## Required action
Copy every line in the listing that contains "screen".

## Supplied material
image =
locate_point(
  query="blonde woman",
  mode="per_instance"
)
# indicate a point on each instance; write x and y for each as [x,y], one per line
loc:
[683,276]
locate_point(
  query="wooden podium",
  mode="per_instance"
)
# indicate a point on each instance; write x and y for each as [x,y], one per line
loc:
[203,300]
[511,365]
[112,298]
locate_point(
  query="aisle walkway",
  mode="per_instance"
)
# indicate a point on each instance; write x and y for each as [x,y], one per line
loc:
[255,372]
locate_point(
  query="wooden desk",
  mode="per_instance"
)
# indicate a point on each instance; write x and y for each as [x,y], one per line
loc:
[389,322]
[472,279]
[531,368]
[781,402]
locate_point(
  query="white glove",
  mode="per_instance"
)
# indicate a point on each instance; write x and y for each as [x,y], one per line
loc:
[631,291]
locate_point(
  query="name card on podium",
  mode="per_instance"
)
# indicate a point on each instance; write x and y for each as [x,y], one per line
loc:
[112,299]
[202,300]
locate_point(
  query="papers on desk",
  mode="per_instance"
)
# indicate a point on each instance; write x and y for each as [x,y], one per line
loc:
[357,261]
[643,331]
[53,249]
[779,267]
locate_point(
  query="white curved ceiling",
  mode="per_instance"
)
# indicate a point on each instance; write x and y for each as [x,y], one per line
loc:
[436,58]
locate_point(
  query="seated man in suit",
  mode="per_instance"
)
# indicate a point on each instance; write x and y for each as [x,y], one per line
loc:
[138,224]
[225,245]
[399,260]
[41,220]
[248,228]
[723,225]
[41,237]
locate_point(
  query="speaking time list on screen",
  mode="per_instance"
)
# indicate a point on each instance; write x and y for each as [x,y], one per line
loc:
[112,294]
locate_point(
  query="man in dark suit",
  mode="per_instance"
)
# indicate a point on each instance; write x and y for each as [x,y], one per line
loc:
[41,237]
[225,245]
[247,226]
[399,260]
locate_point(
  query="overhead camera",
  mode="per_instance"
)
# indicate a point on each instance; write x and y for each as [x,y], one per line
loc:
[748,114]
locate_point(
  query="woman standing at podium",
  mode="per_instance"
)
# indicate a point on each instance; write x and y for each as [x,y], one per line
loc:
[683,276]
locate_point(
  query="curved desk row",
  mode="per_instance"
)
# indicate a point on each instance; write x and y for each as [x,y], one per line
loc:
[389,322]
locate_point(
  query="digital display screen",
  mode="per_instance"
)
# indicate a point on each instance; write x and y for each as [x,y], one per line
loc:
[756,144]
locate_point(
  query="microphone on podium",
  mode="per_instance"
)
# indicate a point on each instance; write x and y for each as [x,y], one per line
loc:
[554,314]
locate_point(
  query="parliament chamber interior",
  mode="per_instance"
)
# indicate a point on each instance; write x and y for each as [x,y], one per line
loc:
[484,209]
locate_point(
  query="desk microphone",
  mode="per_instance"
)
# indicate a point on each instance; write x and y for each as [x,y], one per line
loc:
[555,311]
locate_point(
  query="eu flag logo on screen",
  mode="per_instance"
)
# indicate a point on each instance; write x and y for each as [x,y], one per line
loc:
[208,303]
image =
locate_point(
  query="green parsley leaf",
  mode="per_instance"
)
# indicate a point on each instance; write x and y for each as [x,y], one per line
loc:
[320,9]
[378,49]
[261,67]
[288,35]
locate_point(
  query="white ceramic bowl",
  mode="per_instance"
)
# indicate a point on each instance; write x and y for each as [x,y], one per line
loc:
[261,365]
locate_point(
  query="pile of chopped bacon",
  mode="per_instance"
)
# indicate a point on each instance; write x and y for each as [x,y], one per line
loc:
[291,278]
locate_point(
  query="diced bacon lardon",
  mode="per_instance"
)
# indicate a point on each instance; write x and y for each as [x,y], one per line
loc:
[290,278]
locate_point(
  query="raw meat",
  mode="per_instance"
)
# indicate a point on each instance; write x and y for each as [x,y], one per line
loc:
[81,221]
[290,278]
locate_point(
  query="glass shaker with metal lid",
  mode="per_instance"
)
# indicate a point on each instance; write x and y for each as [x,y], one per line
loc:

## Task output
  query="speaking time list on screen",
  query="digital display screen",
  query="eu flag logo on screen",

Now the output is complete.